(Collection entries)
BEGIN
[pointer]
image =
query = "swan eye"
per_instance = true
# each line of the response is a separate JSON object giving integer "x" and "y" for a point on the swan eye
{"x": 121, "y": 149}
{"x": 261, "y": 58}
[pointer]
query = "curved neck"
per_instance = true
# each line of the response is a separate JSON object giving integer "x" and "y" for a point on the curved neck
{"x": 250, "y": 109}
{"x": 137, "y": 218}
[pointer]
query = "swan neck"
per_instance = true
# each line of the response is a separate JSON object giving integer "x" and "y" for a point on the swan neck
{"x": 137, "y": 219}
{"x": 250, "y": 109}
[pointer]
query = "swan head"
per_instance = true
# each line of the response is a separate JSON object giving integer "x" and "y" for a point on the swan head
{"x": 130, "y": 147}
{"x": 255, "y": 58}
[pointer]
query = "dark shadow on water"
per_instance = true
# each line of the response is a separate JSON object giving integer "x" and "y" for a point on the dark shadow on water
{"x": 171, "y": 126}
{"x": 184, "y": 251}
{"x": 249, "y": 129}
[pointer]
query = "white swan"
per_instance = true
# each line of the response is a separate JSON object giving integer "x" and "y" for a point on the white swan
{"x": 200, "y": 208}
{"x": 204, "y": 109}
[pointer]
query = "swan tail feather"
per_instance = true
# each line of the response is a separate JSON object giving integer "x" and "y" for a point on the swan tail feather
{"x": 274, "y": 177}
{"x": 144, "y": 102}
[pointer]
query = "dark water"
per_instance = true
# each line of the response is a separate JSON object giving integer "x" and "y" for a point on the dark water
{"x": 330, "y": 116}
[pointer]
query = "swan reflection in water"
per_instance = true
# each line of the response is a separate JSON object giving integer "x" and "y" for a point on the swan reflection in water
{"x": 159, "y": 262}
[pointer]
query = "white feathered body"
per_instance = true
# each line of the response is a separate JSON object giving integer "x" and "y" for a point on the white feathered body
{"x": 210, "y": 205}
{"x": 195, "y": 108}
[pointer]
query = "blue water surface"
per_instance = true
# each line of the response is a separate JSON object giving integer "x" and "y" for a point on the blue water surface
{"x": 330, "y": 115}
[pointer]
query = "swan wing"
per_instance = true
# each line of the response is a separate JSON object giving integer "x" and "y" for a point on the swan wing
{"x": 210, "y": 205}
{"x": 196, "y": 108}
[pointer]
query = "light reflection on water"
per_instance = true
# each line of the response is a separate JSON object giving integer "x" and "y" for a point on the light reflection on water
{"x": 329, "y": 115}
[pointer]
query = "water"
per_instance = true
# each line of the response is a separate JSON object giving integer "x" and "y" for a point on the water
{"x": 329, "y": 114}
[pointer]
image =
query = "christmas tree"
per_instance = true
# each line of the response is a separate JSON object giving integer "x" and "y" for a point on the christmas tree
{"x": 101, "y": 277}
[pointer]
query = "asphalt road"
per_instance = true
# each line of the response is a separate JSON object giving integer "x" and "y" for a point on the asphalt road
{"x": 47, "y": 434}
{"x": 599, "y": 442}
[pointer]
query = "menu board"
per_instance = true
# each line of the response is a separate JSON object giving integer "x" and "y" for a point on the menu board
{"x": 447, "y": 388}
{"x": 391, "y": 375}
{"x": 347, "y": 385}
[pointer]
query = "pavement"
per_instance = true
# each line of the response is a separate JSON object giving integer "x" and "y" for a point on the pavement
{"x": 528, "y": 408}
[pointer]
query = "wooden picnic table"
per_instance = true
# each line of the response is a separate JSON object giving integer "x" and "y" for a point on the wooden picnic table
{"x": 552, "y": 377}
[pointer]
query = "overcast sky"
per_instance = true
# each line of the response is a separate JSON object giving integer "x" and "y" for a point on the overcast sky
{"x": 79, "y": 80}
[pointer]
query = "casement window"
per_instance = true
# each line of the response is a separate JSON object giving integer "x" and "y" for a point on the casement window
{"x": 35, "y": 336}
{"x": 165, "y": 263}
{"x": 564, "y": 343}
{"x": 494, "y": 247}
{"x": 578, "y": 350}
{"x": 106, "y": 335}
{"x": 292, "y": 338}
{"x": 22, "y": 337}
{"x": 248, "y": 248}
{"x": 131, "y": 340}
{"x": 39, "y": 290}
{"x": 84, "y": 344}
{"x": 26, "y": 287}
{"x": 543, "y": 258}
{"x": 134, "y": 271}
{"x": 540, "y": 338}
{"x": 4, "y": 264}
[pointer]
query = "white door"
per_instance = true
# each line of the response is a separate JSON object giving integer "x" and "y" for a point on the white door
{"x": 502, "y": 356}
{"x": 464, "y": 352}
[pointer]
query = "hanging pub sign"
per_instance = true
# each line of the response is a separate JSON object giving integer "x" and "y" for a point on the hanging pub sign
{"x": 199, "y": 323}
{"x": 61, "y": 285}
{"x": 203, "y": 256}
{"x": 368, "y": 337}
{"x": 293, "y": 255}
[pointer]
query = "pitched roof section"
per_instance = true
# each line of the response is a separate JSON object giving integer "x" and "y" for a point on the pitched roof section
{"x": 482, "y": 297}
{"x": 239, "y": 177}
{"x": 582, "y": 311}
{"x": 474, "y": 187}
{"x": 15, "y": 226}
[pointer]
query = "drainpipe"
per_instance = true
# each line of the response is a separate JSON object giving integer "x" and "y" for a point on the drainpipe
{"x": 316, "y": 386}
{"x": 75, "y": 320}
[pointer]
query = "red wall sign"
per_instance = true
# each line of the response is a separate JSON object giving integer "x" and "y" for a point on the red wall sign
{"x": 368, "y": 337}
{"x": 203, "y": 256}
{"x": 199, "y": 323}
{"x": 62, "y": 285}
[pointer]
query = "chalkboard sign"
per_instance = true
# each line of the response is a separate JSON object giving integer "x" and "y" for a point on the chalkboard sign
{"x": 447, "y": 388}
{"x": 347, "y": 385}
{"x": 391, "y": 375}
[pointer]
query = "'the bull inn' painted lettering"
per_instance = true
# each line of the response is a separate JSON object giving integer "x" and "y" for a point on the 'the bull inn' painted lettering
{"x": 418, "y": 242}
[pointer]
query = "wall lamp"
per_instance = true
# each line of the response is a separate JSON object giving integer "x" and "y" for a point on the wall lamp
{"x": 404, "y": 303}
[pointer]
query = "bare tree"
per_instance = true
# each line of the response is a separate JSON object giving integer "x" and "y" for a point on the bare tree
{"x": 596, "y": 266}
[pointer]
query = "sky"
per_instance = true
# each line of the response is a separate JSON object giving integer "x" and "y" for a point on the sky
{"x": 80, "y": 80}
END
TASK BRIEF: All records are to be written out exactly.

ANSWER BELOW:
[pointer]
image =
query = "swan eye"
per_instance = true
# each line of the response is a separate JSON object giving integer "x" and "y" for a point on the swan eye
{"x": 121, "y": 149}
{"x": 261, "y": 58}
[pointer]
query = "curved neck"
per_instance = true
# each line of the response is a separate JSON object giving integer "x" and "y" for a point on the curved neck
{"x": 250, "y": 109}
{"x": 137, "y": 218}
[pointer]
query = "swan neck"
per_instance = true
# each line of the response is a separate JSON object giving integer "x" and "y" for a point on the swan neck
{"x": 137, "y": 219}
{"x": 250, "y": 109}
[pointer]
query = "swan head"
per_instance = true
# each line of the response is a separate JSON object giving integer "x" and "y" for a point on the swan head
{"x": 130, "y": 147}
{"x": 255, "y": 58}
[pointer]
query = "dark shadow on water"
per_instance = true
# each line of the response is a separate JSON object giving integer "x" and "y" for a point on the dark shadow on water
{"x": 171, "y": 126}
{"x": 184, "y": 251}
{"x": 249, "y": 129}
[pointer]
query = "white swan"
per_instance = true
# each line of the response is a separate JSON object giving integer "x" and "y" for a point on the white swan
{"x": 200, "y": 208}
{"x": 204, "y": 109}
[pointer]
query = "swan tail feather"
per_instance = true
# each line of the response is a separate JSON object giving integer "x" and "y" for a point on the swan tail feather
{"x": 274, "y": 177}
{"x": 144, "y": 102}
[pointer]
query = "dark water"
per_instance = true
# each line of the response is a separate JSON object giving integer "x" and "y" for a point on the dark water
{"x": 330, "y": 116}
[pointer]
query = "swan reflection in water"
per_instance = true
# each line of the response is a separate JSON object giving integer "x" and "y" for a point on the swan reflection in water
{"x": 159, "y": 262}
[pointer]
query = "white feathered body"
per_instance = true
# each line of the response is a separate JSON object giving integer "x" and "y" for a point on the white feathered body
{"x": 210, "y": 205}
{"x": 195, "y": 108}
[pointer]
query = "blue water surface"
per_instance = true
# each line of the response is a separate JSON object giving integer "x" and "y" for a point on the blue water surface
{"x": 330, "y": 115}
[pointer]
query = "swan wing"
per_instance = true
# each line of the response is a separate JSON object giving integer "x" and "y" for a point on the swan wing
{"x": 210, "y": 205}
{"x": 196, "y": 108}
[pointer]
query = "light reflection on water"
per_instance = true
# each line of the response is a separate JSON object giving integer "x" and "y" for a point on the light reflection on water
{"x": 329, "y": 115}
[pointer]
query = "water"
per_instance = true
# each line of the response is a separate JSON object giving integer "x" and "y" for a point on the water
{"x": 329, "y": 114}
[pointer]
image =
query = "christmas tree"
per_instance = true
# each line of the response is a separate JSON object giving integer "x" and "y" for a point on the christmas tree
{"x": 101, "y": 277}
[pointer]
query = "asphalt road"
per_instance = true
# each line of the response is a separate JSON object giving integer "x" and "y" for a point on the asphalt road
{"x": 47, "y": 434}
{"x": 599, "y": 442}
[pointer]
query = "menu board"
per_instance = true
# each line of the response is a separate JSON object giving integer "x" and "y" for a point on the menu board
{"x": 447, "y": 388}
{"x": 391, "y": 375}
{"x": 347, "y": 385}
[pointer]
query = "pavement"
per_instance = true
# each line of the response is a separate JSON object giving integer "x" and "y" for a point on the pavement
{"x": 528, "y": 408}
[pointer]
query = "wooden picnic table"
per_instance = true
# each line of the response is a separate JSON object giving integer "x" and "y" for a point on the wooden picnic table
{"x": 552, "y": 377}
[pointer]
query = "overcast sky"
per_instance = true
# each line of the response is a separate JSON object giving integer "x" and "y" for a point on the overcast sky
{"x": 79, "y": 80}
[pointer]
query = "casement window"
per_instance = true
# each line of the response is a separate JSON object giving integer "x" and "y" for a point on the casement window
{"x": 35, "y": 336}
{"x": 165, "y": 263}
{"x": 564, "y": 343}
{"x": 494, "y": 247}
{"x": 578, "y": 350}
{"x": 106, "y": 335}
{"x": 292, "y": 338}
{"x": 22, "y": 337}
{"x": 248, "y": 248}
{"x": 131, "y": 340}
{"x": 39, "y": 290}
{"x": 84, "y": 344}
{"x": 26, "y": 287}
{"x": 543, "y": 258}
{"x": 134, "y": 271}
{"x": 540, "y": 338}
{"x": 4, "y": 264}
[pointer]
query = "white door"
per_instance = true
# each line of the response is a separate JSON object giving integer "x" and "y" for a point on the white door
{"x": 502, "y": 356}
{"x": 464, "y": 352}
[pointer]
query = "hanging pub sign"
per_instance = true
# each line of the response is a separate JSON object giving integer "x" and "y" for a point on the hanging pub sign
{"x": 199, "y": 323}
{"x": 61, "y": 285}
{"x": 203, "y": 256}
{"x": 368, "y": 337}
{"x": 293, "y": 255}
[pointer]
query = "pitched roof section"
per_instance = true
# each line of the response is a separate JSON object giving integer "x" and "y" for a point on the pitched roof section
{"x": 482, "y": 297}
{"x": 239, "y": 177}
{"x": 582, "y": 311}
{"x": 474, "y": 187}
{"x": 15, "y": 226}
[pointer]
query = "drainpipe"
per_instance = true
# each line of the response is a separate JSON object giving integer "x" and "y" for a point on the drainpipe
{"x": 316, "y": 386}
{"x": 75, "y": 320}
[pointer]
query = "red wall sign"
per_instance = true
# each line of the response is a separate JSON object giving integer "x" and "y" for a point on the red wall sign
{"x": 368, "y": 337}
{"x": 203, "y": 256}
{"x": 199, "y": 323}
{"x": 62, "y": 285}
[pointer]
query = "chalkboard sign"
per_instance = true
# each line of the response is a separate JSON object giving integer "x" and "y" for a point on the chalkboard sign
{"x": 447, "y": 388}
{"x": 347, "y": 385}
{"x": 391, "y": 375}
[pointer]
query = "'the bull inn' painted lettering"
per_instance = true
# each line of the response is a separate JSON object giving integer "x" and "y" for a point on the 'the bull inn' painted lettering
{"x": 418, "y": 242}
[pointer]
query = "wall lamp"
per_instance = true
# each line of the response is a separate JSON object giving integer "x" and "y" for a point on the wall lamp
{"x": 404, "y": 303}
[pointer]
query = "bare tree"
per_instance = true
# each line of the response is a separate JSON object giving integer "x" and "y" for a point on the bare tree
{"x": 596, "y": 266}
[pointer]
query = "sky"
per_instance = true
# each line of the response is a separate JSON object giving integer "x" and "y" for a point on the sky
{"x": 80, "y": 80}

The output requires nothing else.